Stored data entries:
========================================
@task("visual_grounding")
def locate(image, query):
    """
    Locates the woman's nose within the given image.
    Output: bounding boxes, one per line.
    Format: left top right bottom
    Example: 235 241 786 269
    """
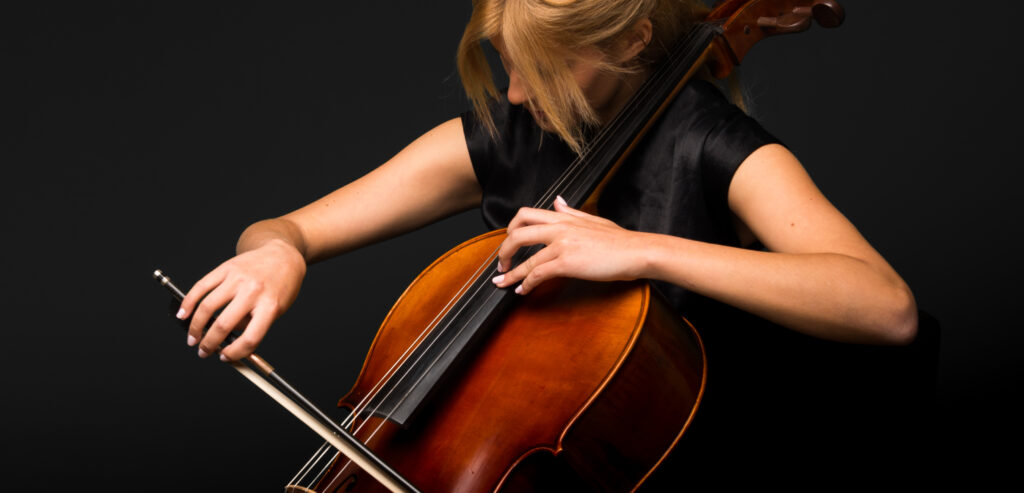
========================================
YOUR INSTRUCTIONS
Please copy the records above word for word, omitting every picture.

WRITTEN SOLUTION
@task("visual_grounding")
def locate(image, query):
    """
    Locates the woman's nose within the given image.
    Output: bounding boxes, one per line.
    Format: left top right bottom
    Example: 235 241 786 269
    """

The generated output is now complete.